» **RECORDS PROVIDED**:
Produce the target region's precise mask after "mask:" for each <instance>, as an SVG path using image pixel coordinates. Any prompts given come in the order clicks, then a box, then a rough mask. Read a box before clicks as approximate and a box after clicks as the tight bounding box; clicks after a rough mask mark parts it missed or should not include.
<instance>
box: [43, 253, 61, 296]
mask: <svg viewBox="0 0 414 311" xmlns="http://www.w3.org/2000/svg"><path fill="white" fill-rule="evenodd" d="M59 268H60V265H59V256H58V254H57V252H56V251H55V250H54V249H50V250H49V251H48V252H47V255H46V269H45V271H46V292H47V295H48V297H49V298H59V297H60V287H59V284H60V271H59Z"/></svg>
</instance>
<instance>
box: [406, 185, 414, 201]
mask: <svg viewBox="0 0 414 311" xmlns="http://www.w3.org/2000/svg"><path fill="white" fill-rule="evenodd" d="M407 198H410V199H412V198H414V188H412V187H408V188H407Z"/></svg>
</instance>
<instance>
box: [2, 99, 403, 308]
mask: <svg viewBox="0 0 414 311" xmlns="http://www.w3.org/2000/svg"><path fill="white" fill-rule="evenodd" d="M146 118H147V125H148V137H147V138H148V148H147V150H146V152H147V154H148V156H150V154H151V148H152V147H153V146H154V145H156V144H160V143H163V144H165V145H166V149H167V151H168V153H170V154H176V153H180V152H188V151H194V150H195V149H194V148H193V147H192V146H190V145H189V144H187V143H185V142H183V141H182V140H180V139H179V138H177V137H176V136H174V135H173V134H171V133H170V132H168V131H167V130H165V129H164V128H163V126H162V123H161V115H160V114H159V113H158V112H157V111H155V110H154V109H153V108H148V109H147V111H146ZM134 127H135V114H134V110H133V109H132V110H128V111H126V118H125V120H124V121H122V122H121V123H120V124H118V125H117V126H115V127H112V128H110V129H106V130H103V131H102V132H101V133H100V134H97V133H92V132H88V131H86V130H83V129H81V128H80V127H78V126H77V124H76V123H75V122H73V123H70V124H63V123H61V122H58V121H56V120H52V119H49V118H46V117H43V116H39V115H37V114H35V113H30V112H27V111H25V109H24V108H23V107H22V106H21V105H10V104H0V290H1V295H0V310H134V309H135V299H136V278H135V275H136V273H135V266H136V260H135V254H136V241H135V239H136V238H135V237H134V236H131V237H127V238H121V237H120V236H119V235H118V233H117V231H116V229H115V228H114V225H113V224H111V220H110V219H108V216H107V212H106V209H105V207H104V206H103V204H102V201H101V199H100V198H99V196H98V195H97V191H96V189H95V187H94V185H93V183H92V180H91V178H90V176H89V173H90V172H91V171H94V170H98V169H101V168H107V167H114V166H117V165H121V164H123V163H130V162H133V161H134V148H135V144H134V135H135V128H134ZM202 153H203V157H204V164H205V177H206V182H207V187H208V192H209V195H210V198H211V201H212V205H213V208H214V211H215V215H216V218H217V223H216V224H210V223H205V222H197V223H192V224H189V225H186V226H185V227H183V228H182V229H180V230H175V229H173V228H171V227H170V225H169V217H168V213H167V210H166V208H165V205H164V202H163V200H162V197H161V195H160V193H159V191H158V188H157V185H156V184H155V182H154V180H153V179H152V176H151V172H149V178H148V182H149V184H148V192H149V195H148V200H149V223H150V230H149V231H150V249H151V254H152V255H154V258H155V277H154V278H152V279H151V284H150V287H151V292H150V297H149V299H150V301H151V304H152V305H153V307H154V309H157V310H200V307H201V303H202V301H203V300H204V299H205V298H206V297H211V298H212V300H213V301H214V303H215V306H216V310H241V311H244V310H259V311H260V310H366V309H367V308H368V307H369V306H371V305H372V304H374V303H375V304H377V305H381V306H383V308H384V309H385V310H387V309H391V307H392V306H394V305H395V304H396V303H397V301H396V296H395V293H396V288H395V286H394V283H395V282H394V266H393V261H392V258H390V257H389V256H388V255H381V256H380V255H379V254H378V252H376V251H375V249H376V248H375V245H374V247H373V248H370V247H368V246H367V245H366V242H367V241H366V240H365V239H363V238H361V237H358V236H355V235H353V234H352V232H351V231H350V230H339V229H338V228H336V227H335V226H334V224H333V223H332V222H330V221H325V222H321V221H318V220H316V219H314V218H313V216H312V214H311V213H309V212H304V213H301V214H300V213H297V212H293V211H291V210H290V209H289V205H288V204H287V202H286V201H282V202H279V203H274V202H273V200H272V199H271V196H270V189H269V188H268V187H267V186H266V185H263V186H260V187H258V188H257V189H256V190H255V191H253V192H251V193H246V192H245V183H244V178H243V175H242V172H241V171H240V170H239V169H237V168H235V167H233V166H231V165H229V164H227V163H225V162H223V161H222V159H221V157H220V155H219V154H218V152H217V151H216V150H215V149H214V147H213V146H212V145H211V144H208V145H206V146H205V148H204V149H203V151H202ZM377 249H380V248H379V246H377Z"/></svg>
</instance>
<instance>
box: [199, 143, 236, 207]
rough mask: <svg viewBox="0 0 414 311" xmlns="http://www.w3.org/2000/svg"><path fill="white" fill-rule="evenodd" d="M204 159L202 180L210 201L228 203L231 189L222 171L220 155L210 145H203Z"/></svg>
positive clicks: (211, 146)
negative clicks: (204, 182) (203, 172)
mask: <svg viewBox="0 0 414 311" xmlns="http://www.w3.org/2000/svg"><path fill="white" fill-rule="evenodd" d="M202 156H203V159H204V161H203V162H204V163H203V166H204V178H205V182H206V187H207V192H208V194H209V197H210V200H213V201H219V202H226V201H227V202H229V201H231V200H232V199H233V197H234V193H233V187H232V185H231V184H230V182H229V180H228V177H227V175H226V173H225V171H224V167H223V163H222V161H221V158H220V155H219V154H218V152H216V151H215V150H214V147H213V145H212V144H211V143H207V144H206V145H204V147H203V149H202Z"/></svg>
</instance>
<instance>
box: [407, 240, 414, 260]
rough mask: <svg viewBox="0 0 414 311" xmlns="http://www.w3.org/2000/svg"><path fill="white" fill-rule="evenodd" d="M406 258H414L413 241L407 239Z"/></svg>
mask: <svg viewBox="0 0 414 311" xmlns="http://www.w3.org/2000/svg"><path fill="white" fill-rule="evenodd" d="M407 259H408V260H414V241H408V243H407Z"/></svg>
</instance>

» **WORK INSTRUCTION**: From the line holding "negative clicks: (204, 182) (203, 172)" down to the final line above, quote every line exactly and only those lines.

» **COMPLETED EXERCISE**:
negative clicks: (204, 182) (203, 172)
mask: <svg viewBox="0 0 414 311" xmlns="http://www.w3.org/2000/svg"><path fill="white" fill-rule="evenodd" d="M202 156H203V159H204V161H203V162H204V163H203V166H204V178H205V182H206V187H207V192H208V194H209V197H210V200H213V201H219V202H226V201H227V202H229V201H231V200H232V199H233V197H234V193H233V187H232V185H231V184H230V182H229V180H228V177H227V175H226V173H225V171H224V167H223V163H222V161H221V158H220V155H219V154H218V152H216V151H215V150H214V147H213V145H212V144H211V143H207V144H206V145H204V147H203V149H202Z"/></svg>
</instance>
<instance>
box: [407, 240, 414, 260]
rough mask: <svg viewBox="0 0 414 311" xmlns="http://www.w3.org/2000/svg"><path fill="white" fill-rule="evenodd" d="M406 258H414L413 241L407 239Z"/></svg>
mask: <svg viewBox="0 0 414 311" xmlns="http://www.w3.org/2000/svg"><path fill="white" fill-rule="evenodd" d="M407 259H408V260H414V241H408V243H407Z"/></svg>
</instance>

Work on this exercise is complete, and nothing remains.